Task requirements >>
a) In the passage on cancer-related fatigue, can you rewrite the paragraph beginning "Biologic therapy often causes" as a bulleted list that keeps its main facts?
b) Could you carry the passage on cancer-related fatigue forward from its final sentence?

Biologic therapy often causes flu-like symptoms. These symptoms include being tired physically and mentally, fever, chills, muscle pain, headache, and not feeling well in general. Some patients may also have problems thinking clearly. Fatigue symptoms depend on the type of biologic therapy used.

Fatigue caused by surgery

Fatigue is often a side effect of surgery, but patients usually feel better with time. However, fatigue caused by surgery can be worse when the surgery is combined with other cancer treatments.

Anemia is a common cause of fatigue.

Anemia affects the patient's energy level and quality of life. Anemia may be caused by the following:

  • The cancer.
  • Cancer treatments.
  • A medical condition not related to the cancer.

The effects of anemia on a patient depend on the following:

  • How quickly the anemia occurs.
  • The patient's age.
  • The amount of plasma (fluid part of the blood) in the patient's blood.
  • Other medical conditions the patient has.

Side effects related to nutrition may cause or increase fatigue.

The body's energy comes from food. Fatigue may occur if the body does not take in enough food to give the body the energy it needs. For many patients, the effects of cancer and cancer treatments make it hard to eat well. In people with cancer, three major factors may affect nutrition:

  • A change in the way the body is able to use food. A patient may eat the same amount as before having cancer, but the body may not be able to absorb and use all the nutrients from the food. This is caused by the cancer or its treatment.
  • A decrease in the amount of food eaten because of low appetite, nausea, vomiting, diarrhea, or a blocked bowel.
  • An increase in the amount of energy needed by the body because of a growing tumor, infection, fever, or shortness of breath.

Provided material >>
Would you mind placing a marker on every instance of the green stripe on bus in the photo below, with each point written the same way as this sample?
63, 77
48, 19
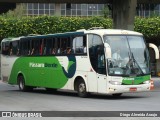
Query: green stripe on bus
42, 71
135, 80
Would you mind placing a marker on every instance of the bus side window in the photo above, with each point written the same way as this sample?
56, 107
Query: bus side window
5, 48
79, 45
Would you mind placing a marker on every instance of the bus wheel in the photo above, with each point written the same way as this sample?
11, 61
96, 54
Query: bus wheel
81, 88
116, 94
51, 90
21, 84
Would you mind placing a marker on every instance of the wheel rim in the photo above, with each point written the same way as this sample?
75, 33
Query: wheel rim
82, 88
21, 84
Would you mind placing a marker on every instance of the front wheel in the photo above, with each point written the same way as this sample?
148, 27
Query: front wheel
117, 94
82, 89
21, 84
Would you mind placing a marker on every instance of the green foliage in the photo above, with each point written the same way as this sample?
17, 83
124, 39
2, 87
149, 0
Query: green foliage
14, 27
16, 13
150, 27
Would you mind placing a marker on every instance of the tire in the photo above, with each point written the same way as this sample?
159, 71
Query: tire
51, 90
117, 94
22, 86
81, 88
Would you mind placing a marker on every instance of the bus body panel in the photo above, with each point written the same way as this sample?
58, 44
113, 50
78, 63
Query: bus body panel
60, 71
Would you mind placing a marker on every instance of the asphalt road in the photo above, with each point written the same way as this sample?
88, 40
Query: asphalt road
11, 99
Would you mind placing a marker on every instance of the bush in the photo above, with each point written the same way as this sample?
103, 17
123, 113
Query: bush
14, 27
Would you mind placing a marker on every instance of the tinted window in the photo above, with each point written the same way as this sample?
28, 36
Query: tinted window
96, 53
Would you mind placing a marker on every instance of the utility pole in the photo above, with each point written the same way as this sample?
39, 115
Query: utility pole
124, 12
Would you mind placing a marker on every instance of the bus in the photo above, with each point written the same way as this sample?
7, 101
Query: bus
97, 60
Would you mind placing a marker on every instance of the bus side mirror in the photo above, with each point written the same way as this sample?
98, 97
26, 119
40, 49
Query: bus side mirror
151, 45
107, 50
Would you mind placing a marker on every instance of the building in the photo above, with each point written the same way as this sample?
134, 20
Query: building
34, 9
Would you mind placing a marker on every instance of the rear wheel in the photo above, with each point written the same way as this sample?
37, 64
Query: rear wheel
81, 88
116, 94
21, 84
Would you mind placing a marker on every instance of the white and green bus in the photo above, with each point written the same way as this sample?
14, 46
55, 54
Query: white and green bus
105, 61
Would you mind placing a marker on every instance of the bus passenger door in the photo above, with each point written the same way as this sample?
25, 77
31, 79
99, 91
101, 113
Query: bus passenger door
102, 83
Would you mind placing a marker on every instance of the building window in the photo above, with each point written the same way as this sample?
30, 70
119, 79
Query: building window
36, 9
82, 10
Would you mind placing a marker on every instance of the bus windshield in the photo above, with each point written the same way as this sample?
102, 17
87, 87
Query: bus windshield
129, 55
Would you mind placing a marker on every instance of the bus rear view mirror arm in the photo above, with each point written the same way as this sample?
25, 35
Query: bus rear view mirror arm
151, 45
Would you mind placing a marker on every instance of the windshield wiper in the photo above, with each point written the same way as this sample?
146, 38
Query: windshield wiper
132, 63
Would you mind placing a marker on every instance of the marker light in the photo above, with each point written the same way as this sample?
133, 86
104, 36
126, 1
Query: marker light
115, 82
146, 82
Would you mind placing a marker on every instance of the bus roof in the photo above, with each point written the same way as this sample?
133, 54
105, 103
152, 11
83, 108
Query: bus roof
100, 31
112, 32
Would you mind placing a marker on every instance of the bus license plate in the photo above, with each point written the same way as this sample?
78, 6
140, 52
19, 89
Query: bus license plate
133, 89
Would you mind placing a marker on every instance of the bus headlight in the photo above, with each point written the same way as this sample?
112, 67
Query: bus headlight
146, 82
115, 82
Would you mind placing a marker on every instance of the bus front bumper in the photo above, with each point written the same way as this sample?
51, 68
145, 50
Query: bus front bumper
112, 89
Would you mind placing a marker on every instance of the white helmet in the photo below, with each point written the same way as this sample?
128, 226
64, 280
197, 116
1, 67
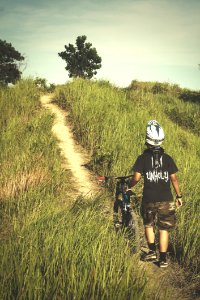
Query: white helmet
154, 134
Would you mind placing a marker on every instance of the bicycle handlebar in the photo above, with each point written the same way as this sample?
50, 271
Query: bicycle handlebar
101, 178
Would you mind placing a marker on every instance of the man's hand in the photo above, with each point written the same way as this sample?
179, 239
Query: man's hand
129, 192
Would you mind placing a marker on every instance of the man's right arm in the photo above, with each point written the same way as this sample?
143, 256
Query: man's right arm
175, 184
135, 179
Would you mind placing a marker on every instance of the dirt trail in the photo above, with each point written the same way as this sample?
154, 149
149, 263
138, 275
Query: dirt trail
75, 159
74, 154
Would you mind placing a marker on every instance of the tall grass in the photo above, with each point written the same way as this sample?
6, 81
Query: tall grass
53, 246
111, 123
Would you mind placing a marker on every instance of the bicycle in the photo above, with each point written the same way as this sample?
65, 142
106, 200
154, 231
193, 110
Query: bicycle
124, 217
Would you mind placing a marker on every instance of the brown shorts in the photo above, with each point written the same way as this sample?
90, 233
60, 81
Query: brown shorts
161, 214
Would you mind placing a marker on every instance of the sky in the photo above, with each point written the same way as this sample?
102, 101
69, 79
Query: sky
145, 40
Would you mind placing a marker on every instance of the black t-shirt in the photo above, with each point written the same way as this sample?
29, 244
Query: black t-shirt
156, 176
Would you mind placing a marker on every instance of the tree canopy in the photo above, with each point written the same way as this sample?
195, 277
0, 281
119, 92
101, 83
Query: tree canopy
9, 63
82, 60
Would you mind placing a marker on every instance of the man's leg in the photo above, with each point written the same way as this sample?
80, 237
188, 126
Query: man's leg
150, 235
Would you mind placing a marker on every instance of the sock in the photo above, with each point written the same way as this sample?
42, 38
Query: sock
163, 255
152, 246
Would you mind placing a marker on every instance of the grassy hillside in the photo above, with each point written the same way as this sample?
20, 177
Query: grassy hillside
111, 122
53, 246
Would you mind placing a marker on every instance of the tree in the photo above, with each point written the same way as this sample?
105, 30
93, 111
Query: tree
82, 60
9, 63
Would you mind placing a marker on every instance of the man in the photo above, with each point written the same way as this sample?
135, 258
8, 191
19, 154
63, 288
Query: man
158, 170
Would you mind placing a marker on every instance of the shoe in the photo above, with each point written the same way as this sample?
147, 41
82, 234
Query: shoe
150, 256
163, 264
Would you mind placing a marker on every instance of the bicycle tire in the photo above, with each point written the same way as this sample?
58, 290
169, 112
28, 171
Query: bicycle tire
131, 228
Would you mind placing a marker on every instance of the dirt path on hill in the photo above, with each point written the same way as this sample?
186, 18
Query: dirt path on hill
74, 155
171, 279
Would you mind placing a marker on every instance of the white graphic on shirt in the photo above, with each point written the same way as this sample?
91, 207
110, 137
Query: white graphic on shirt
155, 176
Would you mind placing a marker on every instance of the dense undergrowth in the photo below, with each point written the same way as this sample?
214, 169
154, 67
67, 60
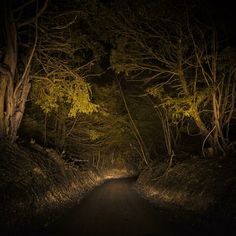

Outputs by task >>
a)
- Biologic therapy often causes flu-like symptoms:
  - physical and mental tiredness
  - fever
  - chills
  - muscle pain
  - headache
  - a general sense of not feeling well
- Some patients may also have trouble thinking clearly.
- Fatigue symptoms depend on the type of biologic therapy used.

b)
Anxiety and depression are the most common psychological causes of fatigue in cancer patients.

The emotional stress of cancer can cause physical problems, including fatigue. It's common for cancer patients to have changes in moods and attitudes. Patients may feel anxiety and fear before and after a cancer diagnosis. These feelings may cause fatigue. The effect of the disease on the patient's physical, mental, social, and financial well-being can increase emotional distress.

About 15% to 25% of patients who have cancer get depressed, which may increase fatigue caused by physical factors. The following are signs of depression:

  • Feeling tired mentally and physically.
  • Loss of interest in life.
  • Problems thinking.
  • Loss of sleep.
  • Feeling a loss of hope.

Some patients have more fatigue after cancer treatments than others do.

Fatigue may be increased when it is hard for patients to learn and remember.

During and after cancer treatment, patients may find they cannot pay attention for very long and have a hard time thinking, remembering, and understanding. This is called attention fatigue. Sleep helps to relieve attention fatigue, but sleep may not be enough when the fatigue is related to cancer. Taking part in restful activities and spending time outdoors may help relieve attention fatigue.

Not sleeping well may cause fatigue.

Some people with cancer are not able to get enough sleep. The following problems related to sleep may cause fatigue:

  • Waking up during the night.
  • Not going to sleep at the same time every night.
  • Sleeping during the day and less at night.
  • Not being active during the day.

Poor sleep affects people in different ways. For example, the time of day that fatigue is worse may be different. Some patients who have trouble sleeping may feel more fatigue in the morning. Others may have severe fatigue in both the morning and the evening.

Even in patients who have poor sleep, fixing sleep problems does not always improve fatigue. A lack of sleep may not be the cause of the fatigue. See the PDQ summary on Sleep Disorders for more information.

Medicines other than chemotherapy may add to fatigue.

Patients may take medicines for cancer symptoms, such as pain, or conditions other than the cancer. These medicines may cause the patient to feel sleepy. Opioids, antidepressants, and antihistamines have this side effect. If many of these medicines are taken at the same time, fatigue may be worse.

Taking opioids over time may lower the amount of sex hormones made in the testicles and ovaries. This can lead to fatigue as well as sexual problems and depression.